TASK TO COMPLETE:
In the listing below, find each line with the string "every" and report it.
============
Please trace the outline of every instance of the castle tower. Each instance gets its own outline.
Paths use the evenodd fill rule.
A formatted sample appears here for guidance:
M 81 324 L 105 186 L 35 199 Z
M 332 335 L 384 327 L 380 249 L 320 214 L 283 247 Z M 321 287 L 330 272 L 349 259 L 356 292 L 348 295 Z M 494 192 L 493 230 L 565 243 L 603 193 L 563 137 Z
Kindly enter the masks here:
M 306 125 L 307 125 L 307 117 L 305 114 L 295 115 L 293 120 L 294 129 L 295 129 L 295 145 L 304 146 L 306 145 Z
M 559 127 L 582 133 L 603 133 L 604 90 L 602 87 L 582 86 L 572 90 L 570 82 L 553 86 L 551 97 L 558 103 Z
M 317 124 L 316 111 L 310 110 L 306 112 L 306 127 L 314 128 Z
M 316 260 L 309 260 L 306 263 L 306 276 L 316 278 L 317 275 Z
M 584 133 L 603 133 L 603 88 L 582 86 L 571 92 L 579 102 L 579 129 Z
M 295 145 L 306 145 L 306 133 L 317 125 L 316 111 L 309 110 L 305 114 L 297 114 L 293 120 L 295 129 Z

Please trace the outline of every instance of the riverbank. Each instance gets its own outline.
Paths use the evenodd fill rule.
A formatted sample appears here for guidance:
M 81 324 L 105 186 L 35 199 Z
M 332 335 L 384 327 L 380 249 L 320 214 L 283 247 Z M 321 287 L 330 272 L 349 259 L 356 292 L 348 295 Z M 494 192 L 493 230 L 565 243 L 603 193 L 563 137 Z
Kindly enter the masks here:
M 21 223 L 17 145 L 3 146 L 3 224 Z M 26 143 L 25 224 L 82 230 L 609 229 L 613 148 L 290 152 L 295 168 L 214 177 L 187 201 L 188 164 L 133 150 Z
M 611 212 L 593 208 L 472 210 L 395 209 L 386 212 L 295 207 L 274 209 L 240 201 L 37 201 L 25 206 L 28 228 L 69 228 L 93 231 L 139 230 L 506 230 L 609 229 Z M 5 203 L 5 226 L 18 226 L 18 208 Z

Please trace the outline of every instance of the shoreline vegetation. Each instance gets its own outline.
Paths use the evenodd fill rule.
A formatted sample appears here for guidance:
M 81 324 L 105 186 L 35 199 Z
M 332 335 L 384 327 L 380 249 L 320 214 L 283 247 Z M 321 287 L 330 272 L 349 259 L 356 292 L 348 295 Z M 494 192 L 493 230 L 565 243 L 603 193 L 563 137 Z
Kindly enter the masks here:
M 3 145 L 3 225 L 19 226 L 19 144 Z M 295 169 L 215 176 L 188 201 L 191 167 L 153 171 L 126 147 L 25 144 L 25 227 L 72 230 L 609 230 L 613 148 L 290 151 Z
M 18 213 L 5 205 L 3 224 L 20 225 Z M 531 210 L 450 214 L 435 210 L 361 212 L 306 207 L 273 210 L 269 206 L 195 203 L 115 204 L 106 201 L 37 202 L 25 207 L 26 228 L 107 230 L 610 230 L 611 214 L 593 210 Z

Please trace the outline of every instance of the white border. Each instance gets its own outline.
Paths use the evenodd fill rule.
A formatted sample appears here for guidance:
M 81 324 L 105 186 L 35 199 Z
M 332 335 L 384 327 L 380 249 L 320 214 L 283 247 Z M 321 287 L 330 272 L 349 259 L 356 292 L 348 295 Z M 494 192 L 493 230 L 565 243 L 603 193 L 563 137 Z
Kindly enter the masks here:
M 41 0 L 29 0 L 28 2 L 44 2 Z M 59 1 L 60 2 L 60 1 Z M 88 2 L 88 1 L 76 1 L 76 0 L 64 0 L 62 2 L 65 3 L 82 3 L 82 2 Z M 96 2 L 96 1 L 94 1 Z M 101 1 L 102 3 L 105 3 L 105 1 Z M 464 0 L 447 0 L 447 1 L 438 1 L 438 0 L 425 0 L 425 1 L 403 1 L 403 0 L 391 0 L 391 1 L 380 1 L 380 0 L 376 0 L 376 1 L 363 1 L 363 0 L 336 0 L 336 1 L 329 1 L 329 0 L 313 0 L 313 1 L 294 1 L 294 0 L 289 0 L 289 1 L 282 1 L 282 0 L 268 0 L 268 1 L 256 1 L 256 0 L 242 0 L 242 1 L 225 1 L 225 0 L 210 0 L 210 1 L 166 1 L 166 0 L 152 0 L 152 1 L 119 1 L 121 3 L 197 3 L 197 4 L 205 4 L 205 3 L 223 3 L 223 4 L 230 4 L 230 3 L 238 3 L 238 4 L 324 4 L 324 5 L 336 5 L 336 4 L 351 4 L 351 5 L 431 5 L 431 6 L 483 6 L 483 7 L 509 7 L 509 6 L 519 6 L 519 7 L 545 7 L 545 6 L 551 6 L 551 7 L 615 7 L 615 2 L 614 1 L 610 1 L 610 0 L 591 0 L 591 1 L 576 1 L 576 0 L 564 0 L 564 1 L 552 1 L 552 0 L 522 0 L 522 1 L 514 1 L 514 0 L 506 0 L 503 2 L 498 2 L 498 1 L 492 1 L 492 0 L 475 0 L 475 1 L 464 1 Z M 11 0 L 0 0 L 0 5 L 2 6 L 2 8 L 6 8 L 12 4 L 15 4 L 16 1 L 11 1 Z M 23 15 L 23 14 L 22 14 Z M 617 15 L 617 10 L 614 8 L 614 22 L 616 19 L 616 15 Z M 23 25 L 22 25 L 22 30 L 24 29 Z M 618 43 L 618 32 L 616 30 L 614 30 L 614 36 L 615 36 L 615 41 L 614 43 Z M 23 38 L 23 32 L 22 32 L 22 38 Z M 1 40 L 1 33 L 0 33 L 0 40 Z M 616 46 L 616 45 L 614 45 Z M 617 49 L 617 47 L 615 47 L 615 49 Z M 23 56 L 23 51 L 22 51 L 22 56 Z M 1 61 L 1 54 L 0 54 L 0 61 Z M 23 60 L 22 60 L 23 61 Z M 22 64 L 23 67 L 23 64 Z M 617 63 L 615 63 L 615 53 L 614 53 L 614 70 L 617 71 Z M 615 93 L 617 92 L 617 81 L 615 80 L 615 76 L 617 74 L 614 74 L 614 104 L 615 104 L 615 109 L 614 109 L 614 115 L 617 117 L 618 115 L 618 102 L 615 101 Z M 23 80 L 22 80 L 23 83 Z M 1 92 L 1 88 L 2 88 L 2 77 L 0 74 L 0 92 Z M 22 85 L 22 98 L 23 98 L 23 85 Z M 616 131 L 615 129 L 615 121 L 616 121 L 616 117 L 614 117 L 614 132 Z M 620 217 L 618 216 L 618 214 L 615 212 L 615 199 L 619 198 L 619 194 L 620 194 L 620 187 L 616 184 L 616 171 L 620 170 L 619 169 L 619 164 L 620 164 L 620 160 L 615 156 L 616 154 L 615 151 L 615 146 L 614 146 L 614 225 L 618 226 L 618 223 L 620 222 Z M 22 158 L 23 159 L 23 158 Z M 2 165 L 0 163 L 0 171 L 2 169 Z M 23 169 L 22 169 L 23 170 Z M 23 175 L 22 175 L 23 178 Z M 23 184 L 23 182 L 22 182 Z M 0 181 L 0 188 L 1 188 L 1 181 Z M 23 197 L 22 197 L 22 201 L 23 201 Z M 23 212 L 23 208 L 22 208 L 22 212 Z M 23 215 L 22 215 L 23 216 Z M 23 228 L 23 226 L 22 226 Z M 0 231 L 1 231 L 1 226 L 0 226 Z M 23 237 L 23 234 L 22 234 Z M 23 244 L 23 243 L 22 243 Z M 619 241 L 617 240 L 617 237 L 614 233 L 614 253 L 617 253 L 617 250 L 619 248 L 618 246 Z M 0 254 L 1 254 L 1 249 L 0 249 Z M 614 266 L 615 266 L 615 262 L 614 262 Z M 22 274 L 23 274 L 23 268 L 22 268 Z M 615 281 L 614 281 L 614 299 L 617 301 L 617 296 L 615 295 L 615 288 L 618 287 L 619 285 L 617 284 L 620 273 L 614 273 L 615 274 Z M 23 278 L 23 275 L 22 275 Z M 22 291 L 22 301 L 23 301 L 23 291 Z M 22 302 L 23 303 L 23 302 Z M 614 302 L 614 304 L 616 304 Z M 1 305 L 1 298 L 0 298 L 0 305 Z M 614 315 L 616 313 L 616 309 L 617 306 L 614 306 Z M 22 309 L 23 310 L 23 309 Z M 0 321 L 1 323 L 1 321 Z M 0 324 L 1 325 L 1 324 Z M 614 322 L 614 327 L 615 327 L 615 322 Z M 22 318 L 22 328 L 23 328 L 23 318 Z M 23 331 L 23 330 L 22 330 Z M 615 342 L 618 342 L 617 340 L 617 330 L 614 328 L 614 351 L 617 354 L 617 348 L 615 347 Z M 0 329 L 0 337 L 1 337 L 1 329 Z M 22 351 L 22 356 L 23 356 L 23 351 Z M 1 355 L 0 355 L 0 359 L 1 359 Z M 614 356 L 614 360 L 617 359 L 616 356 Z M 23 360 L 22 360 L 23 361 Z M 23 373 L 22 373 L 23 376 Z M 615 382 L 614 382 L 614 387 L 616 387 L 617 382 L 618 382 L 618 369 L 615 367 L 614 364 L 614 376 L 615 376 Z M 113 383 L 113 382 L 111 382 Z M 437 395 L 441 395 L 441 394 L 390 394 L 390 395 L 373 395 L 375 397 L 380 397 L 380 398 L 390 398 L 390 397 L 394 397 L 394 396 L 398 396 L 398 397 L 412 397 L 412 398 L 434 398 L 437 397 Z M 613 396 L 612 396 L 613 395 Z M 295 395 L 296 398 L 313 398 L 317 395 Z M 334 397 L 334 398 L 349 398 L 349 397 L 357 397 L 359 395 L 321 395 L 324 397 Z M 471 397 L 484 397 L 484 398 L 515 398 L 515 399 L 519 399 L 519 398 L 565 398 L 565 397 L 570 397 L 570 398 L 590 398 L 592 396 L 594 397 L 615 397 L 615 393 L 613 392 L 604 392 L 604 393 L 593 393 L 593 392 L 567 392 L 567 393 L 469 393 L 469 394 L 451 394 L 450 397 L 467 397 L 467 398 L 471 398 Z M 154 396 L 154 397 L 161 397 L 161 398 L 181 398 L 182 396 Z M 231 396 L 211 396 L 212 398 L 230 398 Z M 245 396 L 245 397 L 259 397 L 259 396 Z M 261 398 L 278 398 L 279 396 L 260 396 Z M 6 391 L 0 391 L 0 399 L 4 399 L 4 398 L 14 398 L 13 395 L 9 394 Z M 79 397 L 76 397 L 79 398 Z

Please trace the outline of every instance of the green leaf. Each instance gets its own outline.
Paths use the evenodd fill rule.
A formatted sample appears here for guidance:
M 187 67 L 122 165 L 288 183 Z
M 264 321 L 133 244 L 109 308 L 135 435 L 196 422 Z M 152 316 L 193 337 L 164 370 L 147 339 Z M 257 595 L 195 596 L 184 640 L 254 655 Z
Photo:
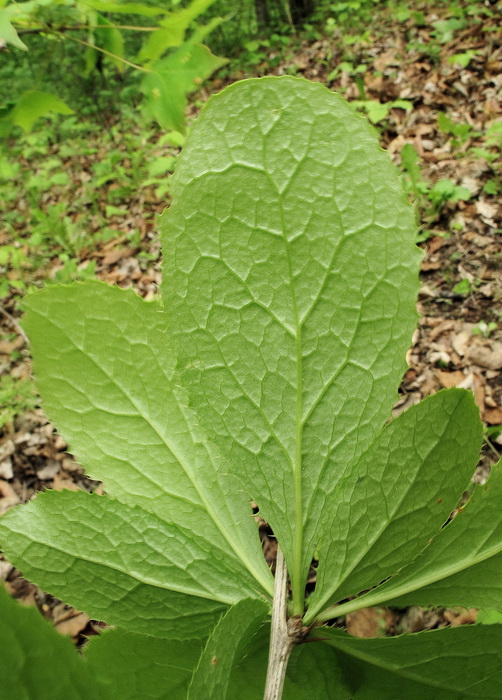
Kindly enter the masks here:
M 463 626 L 388 639 L 356 639 L 330 628 L 316 634 L 336 650 L 333 662 L 343 668 L 346 683 L 345 691 L 327 697 L 500 698 L 502 625 Z
M 99 14 L 97 15 L 97 24 L 99 27 L 105 27 L 105 29 L 94 30 L 95 45 L 118 56 L 118 58 L 113 56 L 106 56 L 106 58 L 114 64 L 120 73 L 123 73 L 125 64 L 120 60 L 124 58 L 124 37 L 122 33 L 113 25 L 113 22 Z
M 355 100 L 352 102 L 352 105 L 358 109 L 363 109 L 373 124 L 378 124 L 382 119 L 386 119 L 392 107 L 390 102 L 381 103 L 377 100 Z
M 0 537 L 30 580 L 134 632 L 201 637 L 228 605 L 257 596 L 211 539 L 108 497 L 46 492 L 7 513 Z
M 4 44 L 12 44 L 18 49 L 28 51 L 24 41 L 19 38 L 19 34 L 11 22 L 12 19 L 11 7 L 0 9 L 0 39 L 3 40 Z
M 502 464 L 487 484 L 415 561 L 359 599 L 358 607 L 392 601 L 406 605 L 460 605 L 497 609 L 502 599 Z M 340 606 L 349 612 L 355 601 Z
M 278 537 L 300 613 L 338 484 L 405 370 L 413 210 L 365 120 L 295 78 L 213 97 L 171 182 L 163 296 L 180 381 Z
M 453 293 L 454 294 L 469 294 L 471 291 L 471 283 L 467 277 L 464 277 L 463 280 L 460 280 L 460 282 L 457 282 L 457 284 L 453 287 Z
M 168 13 L 159 22 L 161 29 L 152 32 L 142 46 L 138 54 L 138 61 L 157 61 L 167 49 L 180 46 L 185 41 L 185 33 L 190 24 L 214 2 L 215 0 L 193 0 L 188 7 L 179 12 Z
M 20 126 L 25 133 L 28 133 L 33 129 L 37 119 L 46 117 L 52 112 L 74 114 L 73 109 L 56 95 L 39 90 L 29 90 L 16 101 L 15 107 L 8 114 L 8 119 L 15 126 Z
M 152 7 L 137 2 L 107 2 L 106 0 L 85 0 L 86 5 L 93 7 L 98 12 L 113 12 L 114 14 L 141 15 L 143 17 L 156 17 L 165 15 L 168 10 L 162 7 Z
M 159 177 L 166 172 L 172 172 L 176 165 L 174 156 L 158 156 L 148 166 L 149 177 Z
M 408 173 L 415 195 L 418 196 L 417 185 L 422 178 L 420 172 L 420 157 L 410 143 L 403 146 L 401 151 L 401 164 Z
M 190 700 L 226 698 L 230 674 L 268 612 L 259 600 L 243 600 L 221 618 L 209 637 L 188 691 Z
M 108 700 L 107 688 L 79 659 L 70 639 L 38 610 L 7 595 L 0 584 L 2 693 L 9 700 Z
M 89 475 L 124 503 L 212 533 L 270 591 L 249 501 L 174 380 L 161 305 L 88 282 L 32 294 L 25 306 L 44 408 Z
M 46 289 L 26 307 L 44 408 L 88 473 L 123 503 L 210 540 L 271 593 L 249 499 L 173 380 L 162 307 L 99 282 Z
M 227 63 L 201 44 L 184 44 L 175 53 L 157 61 L 141 84 L 144 114 L 164 129 L 184 133 L 186 96 L 215 70 Z
M 324 633 L 324 628 L 320 631 Z M 324 634 L 323 634 L 324 636 Z M 262 700 L 267 670 L 269 630 L 258 632 L 230 677 L 227 697 Z M 343 694 L 343 670 L 327 644 L 307 643 L 293 649 L 282 700 L 349 700 Z
M 461 389 L 422 401 L 376 436 L 338 485 L 344 500 L 330 509 L 307 623 L 424 549 L 467 487 L 481 442 L 479 410 Z
M 228 697 L 261 700 L 266 641 L 262 635 L 246 651 L 232 673 Z M 309 641 L 293 650 L 283 700 L 500 698 L 502 625 L 384 639 L 357 639 L 321 627 Z
M 502 613 L 498 610 L 479 610 L 476 622 L 480 625 L 495 625 L 502 623 Z
M 200 640 L 156 639 L 114 629 L 91 637 L 85 657 L 93 676 L 117 700 L 186 700 L 202 648 Z

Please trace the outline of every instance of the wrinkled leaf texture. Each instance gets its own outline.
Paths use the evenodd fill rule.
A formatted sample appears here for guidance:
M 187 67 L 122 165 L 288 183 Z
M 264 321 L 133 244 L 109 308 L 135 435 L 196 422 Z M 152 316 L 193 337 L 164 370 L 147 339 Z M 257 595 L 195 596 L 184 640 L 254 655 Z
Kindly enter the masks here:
============
SOLUTION TO THIS PROBLEM:
Please trace the outline of every instance of the castle tower. Each instance gets its own outline.
Please trace the outline of every instance of the riverbank. Each instance gets its own outline.
Please trace the outline of every instance of the shoreline vegetation. Each instance gets its own outline.
Please trace the outline of every instance of the white border. Each instance gets its own outline.
Please trace the outline of every instance of the green leaf. Each instance gets its own outline.
Please trace the outline of every instance of the wrinkled leaf texture. Each instance gets its own outline.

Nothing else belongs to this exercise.